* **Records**
::::::::::

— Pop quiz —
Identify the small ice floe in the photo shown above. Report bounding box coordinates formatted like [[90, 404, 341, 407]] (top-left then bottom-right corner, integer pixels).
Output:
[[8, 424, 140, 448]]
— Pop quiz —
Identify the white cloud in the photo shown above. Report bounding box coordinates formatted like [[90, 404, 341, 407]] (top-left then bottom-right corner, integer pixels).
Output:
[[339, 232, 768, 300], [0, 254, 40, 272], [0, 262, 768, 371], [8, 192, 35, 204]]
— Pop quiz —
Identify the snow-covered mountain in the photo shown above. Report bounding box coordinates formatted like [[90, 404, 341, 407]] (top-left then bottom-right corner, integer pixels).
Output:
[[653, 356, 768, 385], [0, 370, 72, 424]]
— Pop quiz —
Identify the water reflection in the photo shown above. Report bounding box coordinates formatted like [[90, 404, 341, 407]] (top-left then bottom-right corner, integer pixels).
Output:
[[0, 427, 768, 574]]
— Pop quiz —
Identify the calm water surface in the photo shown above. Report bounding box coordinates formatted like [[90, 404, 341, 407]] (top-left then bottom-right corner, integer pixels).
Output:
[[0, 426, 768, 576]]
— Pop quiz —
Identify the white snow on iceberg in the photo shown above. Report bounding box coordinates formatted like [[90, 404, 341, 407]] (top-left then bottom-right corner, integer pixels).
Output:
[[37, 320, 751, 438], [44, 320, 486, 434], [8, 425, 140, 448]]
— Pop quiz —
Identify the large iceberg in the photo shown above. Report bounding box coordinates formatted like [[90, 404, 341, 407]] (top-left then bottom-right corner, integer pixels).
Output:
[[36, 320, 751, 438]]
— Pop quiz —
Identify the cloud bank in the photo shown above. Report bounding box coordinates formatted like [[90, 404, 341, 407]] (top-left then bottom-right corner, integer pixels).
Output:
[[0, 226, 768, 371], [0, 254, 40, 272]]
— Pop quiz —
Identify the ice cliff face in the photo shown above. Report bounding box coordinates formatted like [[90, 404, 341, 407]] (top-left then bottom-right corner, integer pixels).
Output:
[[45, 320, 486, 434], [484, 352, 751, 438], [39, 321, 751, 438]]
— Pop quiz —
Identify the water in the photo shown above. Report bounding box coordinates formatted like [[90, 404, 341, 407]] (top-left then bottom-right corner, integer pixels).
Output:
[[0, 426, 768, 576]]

::::::::::

* **Task description**
Locate each line in the records above that contains the word "photo" and copy those lines.

* **Correct response**
Identify the small ice floe in the photo shown above. Report bounding box coordinates formatted like [[90, 404, 341, 407]] (top-left then bottom-right corner, integer pixels).
Identify the white cloud in the photo shown above. Report bounding box coordinates formatted like [[90, 404, 341, 407]] (top-left then bottom-right corner, integer pixels).
Identify the snow-covered mountain in the photo shown above. Report bounding box coordinates formatted like [[90, 404, 341, 407]] (top-left then bottom-right corner, integer pixels).
Identify the water reflection in the photo shown above. Report bounding box coordinates formatted like [[90, 404, 341, 407]] (top-left then bottom-right corner, integer pixels).
Identify the calm water surface in the photo shown above. Report bounding box coordinates formatted like [[90, 404, 341, 407]] (top-left then bottom-right corner, integer pixels).
Identify the white snow on iceberg in the photo shown above. Report bounding box coordinates formatted like [[90, 404, 341, 407]] (top-left then bottom-right corner, integer pixels).
Identify the large iceberg in the photo shown above. Report bounding box coordinates formatted like [[90, 404, 341, 407]] (top-left then bottom-right corner, integer pixels).
Identify the cloud bank in the photo shown above. Report bounding box coordinates formatted like [[90, 404, 341, 407]] (top-left then bottom-right corner, integer pixels).
Identify the ice cliff face in the photo shown above. Report bounding box coordinates formatted like [[90, 404, 341, 407]] (top-left then bottom-right corner, integer pixels).
Identify the water in the photo shown above. Report bounding box coordinates formatted like [[90, 404, 341, 407]] (top-left then bottom-right corner, integer pixels).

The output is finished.